▸ **Défis**:
1: Dressez la liste de toutes les institutions autonomes dont la mission « Pouvoirs publics » rassemble les dotations selon l'extrait.
2: D'après l'extrait, les affirmations suivantes sont-elles vraies ? Répondez par oui ou par non pour chacune, en citant les mots de l'extrait qui tranchent.
(a) Le Gouvernement modifie les dotations demandées par les institutions avant de les inscrire au projet de loi de finances.
(b) Le rapporteur pour avis s'appuie sur un diaporama pendant son intervention.
(c) L'examen en commission a lieu un mercredi.

::: Extrait du texte

EXAMEN EN COMMISSION

MERCREDI 19 NOVEMBRE 2025

Mme Muriel Jourda, présidente. - Nous poursuivons nos travaux par l'examen du rapport pour avis de notre collègue Éric Kerrouche sur la mission « Pouvoirs publics ».

M. Éric Kerrouche, rapporteur pour avis de la mission « Pouvoirs publics ». - (Le rapporteur pour avis projette un diaporama en complément de son propos.) Cette mission, vous le savez, a une vocation particulière dans notre architecture institutionnelle : elle rassemble les dotations destinées aux institutions autonomes - la présidence de la République, les deux assemblées parlementaires et les chaînes parlementaires, le Conseil constitutionnel, la Cour de justice de la République (CJR) et la Haute Cour. Ces institutions demandent elles-mêmes leur dotation, que le Gouvernement inscrit sans modification au projet de loi de finances.

Cette règle, qui garantit leur autonomie financière, implique en retour une exigence renforcée : celle d'une présentation budgétaire rigoureuse, lisible et sincère, afin que le Parlement puisse exercer pleinement son rôle de contrôle.

::::::
::: Jeu de données

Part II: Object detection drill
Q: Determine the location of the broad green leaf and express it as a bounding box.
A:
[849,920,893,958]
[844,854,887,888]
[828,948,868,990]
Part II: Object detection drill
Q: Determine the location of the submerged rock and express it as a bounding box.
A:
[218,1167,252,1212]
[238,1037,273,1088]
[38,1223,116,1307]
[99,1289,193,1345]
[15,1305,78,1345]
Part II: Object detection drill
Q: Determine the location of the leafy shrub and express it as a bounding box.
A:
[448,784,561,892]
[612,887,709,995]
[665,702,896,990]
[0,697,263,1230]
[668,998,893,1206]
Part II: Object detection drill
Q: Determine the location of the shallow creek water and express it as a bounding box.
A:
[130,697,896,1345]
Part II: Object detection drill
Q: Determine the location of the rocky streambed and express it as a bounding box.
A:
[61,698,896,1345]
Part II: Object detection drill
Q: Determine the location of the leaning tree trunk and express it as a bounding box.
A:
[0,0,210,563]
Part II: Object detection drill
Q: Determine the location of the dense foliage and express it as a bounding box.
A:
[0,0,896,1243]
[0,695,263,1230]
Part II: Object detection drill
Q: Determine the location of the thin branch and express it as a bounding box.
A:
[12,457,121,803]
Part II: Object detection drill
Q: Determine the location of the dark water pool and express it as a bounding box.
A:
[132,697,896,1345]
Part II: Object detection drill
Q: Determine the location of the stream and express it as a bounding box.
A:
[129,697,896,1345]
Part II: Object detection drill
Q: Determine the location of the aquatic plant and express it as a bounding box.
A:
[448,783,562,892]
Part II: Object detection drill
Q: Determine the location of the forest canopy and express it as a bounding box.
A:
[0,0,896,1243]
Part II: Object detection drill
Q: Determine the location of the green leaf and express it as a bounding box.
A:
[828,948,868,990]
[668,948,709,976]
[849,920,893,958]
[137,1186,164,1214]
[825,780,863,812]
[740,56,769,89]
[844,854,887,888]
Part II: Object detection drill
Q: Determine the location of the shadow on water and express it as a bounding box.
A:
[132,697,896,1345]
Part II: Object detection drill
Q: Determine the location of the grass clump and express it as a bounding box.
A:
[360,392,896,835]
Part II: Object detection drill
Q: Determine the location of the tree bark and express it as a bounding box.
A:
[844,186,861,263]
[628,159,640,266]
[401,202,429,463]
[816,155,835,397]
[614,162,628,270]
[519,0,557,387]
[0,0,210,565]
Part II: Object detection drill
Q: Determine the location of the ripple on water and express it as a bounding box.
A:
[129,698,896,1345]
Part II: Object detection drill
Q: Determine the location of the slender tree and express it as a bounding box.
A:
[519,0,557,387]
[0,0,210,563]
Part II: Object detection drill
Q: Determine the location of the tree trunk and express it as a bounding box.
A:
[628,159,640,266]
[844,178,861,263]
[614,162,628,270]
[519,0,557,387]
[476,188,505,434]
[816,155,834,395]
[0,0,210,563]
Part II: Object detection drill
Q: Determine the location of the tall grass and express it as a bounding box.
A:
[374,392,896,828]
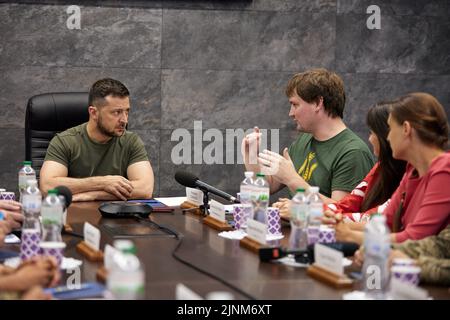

::::::

▸ **Réponses aux défis**:
1:
- la présidence de la République
- les deux assemblées parlementaires
- les chaînes parlementaires
- le Conseil constitutionnel
- la Cour de justice de la République (CJR)
- la Haute Cour

2:
(a) Non : « que le Gouvernement inscrit sans modification au projet de loi de finances ».
(b) Oui : « Le rapporteur pour avis projette un diaporama en complément de son propos. »
(c) Oui : « MERCREDI 19 NOVEMBRE 2025 ».